- PROBLEM DETAILS
From the entries below, count every line that contains the word "blue". Please give the number and nothing else.

+ + + + +

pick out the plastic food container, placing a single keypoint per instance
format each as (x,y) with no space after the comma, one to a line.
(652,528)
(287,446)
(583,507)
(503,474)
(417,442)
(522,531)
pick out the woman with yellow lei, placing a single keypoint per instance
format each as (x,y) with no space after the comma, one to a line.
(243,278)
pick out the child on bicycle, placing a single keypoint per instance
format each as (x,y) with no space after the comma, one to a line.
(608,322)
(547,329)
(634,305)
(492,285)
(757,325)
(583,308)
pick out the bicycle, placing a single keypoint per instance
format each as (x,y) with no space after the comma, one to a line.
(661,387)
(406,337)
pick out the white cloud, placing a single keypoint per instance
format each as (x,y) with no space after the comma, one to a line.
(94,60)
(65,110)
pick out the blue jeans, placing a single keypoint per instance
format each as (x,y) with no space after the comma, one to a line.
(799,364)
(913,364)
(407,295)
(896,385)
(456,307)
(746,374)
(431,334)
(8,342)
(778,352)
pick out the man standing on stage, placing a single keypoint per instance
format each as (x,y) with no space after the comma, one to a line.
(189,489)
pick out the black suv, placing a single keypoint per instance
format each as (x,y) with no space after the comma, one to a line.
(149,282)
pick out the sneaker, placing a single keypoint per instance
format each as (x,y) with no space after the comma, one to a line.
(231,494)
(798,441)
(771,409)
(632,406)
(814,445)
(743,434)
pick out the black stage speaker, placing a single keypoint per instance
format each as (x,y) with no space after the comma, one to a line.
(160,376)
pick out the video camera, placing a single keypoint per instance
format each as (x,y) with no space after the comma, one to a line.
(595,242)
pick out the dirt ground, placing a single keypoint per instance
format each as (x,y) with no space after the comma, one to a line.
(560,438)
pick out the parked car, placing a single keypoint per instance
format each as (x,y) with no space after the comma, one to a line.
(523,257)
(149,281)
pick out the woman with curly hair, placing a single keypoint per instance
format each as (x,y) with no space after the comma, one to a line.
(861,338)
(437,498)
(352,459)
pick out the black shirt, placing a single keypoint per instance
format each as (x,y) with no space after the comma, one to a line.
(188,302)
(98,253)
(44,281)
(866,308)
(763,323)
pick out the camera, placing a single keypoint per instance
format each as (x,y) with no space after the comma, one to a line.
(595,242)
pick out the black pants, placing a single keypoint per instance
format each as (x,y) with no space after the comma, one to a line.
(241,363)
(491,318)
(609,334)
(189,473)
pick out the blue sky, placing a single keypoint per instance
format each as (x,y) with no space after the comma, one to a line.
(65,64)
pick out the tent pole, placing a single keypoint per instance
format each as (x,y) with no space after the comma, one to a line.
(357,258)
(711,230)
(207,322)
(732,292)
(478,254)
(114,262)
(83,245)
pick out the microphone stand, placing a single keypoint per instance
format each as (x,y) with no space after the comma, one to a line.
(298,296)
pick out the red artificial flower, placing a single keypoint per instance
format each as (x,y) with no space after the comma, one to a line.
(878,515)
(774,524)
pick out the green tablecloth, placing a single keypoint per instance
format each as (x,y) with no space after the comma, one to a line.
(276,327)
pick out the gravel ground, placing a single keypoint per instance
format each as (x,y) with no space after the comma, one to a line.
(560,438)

+ + + + +

- OUTPUT FOR THIS EXERCISE
2